WHAT IS NEEDED
Filter the records below and copy every line containing the word "shirt".

DATA SHOWN
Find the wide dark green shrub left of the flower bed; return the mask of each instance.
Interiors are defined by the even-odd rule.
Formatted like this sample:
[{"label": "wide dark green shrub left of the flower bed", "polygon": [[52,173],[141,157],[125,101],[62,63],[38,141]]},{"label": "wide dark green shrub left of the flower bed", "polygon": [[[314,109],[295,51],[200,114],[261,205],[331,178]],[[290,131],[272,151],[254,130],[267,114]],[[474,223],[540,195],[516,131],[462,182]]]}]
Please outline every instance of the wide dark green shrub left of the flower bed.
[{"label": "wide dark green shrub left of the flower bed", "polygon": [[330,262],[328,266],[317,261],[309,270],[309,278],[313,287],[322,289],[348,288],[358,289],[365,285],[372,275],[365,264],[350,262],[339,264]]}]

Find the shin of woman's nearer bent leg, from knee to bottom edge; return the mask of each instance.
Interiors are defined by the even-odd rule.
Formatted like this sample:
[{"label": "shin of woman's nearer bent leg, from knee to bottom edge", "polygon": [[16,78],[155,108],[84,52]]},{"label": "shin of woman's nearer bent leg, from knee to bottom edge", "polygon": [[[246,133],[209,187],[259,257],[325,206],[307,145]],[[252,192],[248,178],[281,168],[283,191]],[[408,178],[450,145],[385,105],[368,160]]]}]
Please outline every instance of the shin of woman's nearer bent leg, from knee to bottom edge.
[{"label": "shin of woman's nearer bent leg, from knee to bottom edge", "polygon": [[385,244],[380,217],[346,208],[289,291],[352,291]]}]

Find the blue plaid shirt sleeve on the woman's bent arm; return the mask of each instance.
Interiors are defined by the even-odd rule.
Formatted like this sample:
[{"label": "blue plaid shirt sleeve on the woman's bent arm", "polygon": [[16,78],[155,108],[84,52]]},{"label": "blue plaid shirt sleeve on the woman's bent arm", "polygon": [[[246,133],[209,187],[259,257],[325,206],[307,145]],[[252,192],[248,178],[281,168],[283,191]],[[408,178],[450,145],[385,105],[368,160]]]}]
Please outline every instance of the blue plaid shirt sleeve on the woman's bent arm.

SOLUTION FOR THIS EXERCISE
Find the blue plaid shirt sleeve on the woman's bent arm; return the mask of each instance.
[{"label": "blue plaid shirt sleeve on the woman's bent arm", "polygon": [[16,78],[155,108],[84,52]]},{"label": "blue plaid shirt sleeve on the woman's bent arm", "polygon": [[[246,133],[209,187],[259,257],[325,206],[307,145]],[[252,192],[248,178],[281,168],[283,191]],[[408,178],[450,145],[385,105],[368,160]]]}]
Please outline every instance of the blue plaid shirt sleeve on the woman's bent arm.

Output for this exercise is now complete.